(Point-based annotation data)
================
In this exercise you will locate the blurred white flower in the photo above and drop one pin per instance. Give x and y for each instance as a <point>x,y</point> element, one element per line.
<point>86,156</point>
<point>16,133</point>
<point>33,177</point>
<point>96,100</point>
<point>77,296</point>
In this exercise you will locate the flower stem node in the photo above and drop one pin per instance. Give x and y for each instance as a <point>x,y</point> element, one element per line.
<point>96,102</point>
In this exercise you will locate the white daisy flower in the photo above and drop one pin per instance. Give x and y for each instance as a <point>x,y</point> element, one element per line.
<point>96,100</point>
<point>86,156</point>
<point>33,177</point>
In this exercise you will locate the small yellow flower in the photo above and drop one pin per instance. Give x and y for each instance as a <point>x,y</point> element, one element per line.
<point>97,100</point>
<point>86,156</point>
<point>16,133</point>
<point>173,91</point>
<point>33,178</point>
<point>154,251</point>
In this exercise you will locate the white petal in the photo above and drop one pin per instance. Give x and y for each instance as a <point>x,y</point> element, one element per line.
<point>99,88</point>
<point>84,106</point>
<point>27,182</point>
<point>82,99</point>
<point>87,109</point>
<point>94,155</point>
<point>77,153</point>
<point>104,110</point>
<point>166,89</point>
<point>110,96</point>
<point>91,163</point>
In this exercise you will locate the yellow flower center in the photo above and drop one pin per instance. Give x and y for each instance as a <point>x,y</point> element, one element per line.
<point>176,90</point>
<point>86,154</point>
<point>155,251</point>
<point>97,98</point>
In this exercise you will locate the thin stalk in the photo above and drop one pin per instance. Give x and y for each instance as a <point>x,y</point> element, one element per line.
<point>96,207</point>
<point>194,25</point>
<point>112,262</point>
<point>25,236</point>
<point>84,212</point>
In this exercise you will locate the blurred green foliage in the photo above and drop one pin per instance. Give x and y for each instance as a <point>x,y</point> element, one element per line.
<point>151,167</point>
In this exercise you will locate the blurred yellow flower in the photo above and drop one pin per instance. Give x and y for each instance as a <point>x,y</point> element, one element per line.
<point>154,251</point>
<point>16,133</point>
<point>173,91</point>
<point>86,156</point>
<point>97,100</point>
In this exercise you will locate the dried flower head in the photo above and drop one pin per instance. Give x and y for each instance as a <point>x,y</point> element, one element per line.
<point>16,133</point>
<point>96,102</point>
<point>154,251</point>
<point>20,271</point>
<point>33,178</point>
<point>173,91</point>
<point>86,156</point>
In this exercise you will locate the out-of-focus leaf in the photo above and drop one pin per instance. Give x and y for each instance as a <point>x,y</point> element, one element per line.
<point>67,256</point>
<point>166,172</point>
================
-- WHAT TO PRODUCE --
Convert every line of the rows above into a JSON list of strings, one string per line, and leave out any blank lines.

-- SOLUTION TO THE PROBLEM --
[
  "In this exercise you will locate the blurred white flower in the photo above and drop one pin per instance. Give x and y for each instance as a <point>x,y</point> element, one element per line.",
  "<point>86,156</point>",
  "<point>16,133</point>",
  "<point>33,177</point>",
  "<point>96,100</point>",
  "<point>77,296</point>",
  "In this exercise you will locate the flower stem node in the photo above and drop one pin per instance. Give x and y for each instance as a <point>x,y</point> element, one element per line.",
  "<point>96,102</point>",
  "In this exercise you will locate the white daisy flower in the photo above and drop one pin per instance. Give x and y for each instance as a <point>x,y</point> element, one element per line.",
  "<point>96,100</point>",
  "<point>86,156</point>",
  "<point>33,177</point>",
  "In this exercise you will locate the small yellow flower in the photo above and drop one pin per instance. Give x and y for each instance as a <point>x,y</point> element, one element per line.",
  "<point>97,100</point>",
  "<point>86,156</point>",
  "<point>16,133</point>",
  "<point>173,91</point>",
  "<point>33,178</point>",
  "<point>154,251</point>",
  "In this exercise you will locate the white petal in the photo above and drop one pin per instance. Give x and y for each instance as a <point>x,y</point> element, one element per line.",
  "<point>99,88</point>",
  "<point>84,106</point>",
  "<point>27,182</point>",
  "<point>82,99</point>",
  "<point>87,109</point>",
  "<point>94,155</point>",
  "<point>77,153</point>",
  "<point>104,110</point>",
  "<point>166,89</point>",
  "<point>110,96</point>",
  "<point>91,163</point>",
  "In this exercise you will locate the yellow flower center in the photo above and drop one pin per instance. Give x and y for each instance as a <point>x,y</point> element, one element per line.",
  "<point>176,90</point>",
  "<point>86,154</point>",
  "<point>155,251</point>",
  "<point>97,98</point>",
  "In this exercise you will locate the thin stalk in the photo above and drop one pin per instance. Give x and y for each instance as a <point>x,y</point> element, one element per line.",
  "<point>96,207</point>",
  "<point>194,25</point>",
  "<point>112,262</point>",
  "<point>25,236</point>",
  "<point>84,212</point>",
  "In this exercise you will locate the blurred green foliage in the photo above and drop one pin per instance. Give x and y for each instance as a <point>x,y</point> element, one element per line.",
  "<point>151,167</point>",
  "In this exercise you will locate the blurred yellow flower in the photo above and drop one pin per instance. Give x and y for each instance as a <point>x,y</point> element, one element per line.",
  "<point>154,251</point>",
  "<point>16,133</point>",
  "<point>173,91</point>",
  "<point>86,156</point>",
  "<point>97,100</point>",
  "In this exercise you will locate the dried flower head in the photo above and drop one pin per instance. Give x and y for each instance as a <point>x,y</point> element, one element per line.",
  "<point>16,133</point>",
  "<point>96,102</point>",
  "<point>154,251</point>",
  "<point>20,271</point>",
  "<point>33,178</point>",
  "<point>173,91</point>",
  "<point>86,156</point>",
  "In this exercise you will locate the out-of-focus leaf in the photo above and drop one pin per instance. Give x and y for each instance as a <point>x,y</point> element, one element per line.",
  "<point>67,256</point>",
  "<point>166,172</point>"
]